____ Data listing

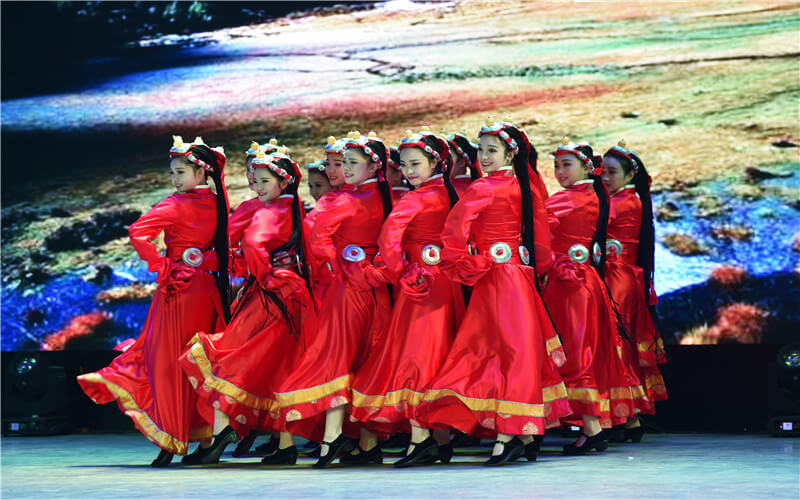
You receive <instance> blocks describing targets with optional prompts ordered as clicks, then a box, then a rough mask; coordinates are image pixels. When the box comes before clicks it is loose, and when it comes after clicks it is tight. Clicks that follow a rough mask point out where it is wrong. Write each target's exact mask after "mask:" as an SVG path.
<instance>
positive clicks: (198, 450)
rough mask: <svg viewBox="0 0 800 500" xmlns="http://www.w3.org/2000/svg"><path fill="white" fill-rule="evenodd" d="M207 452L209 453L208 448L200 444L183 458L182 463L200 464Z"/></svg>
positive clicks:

________

Task to carry out: Pull out every line of the records that contains the string "instance", treating uppercase and lowercase as distinct.

Response:
You receive <instance> blocks describing targets with optional prompts ordered as clicks, then a box, then a rough mask; coordinates are image pixels. When the box comes before clicks it is loose, and when it comes after clicks it is tight. Clicks that follow a rough mask point out where it is wrong. Write each target's exact mask after "mask:" as an SVG path.
<instance>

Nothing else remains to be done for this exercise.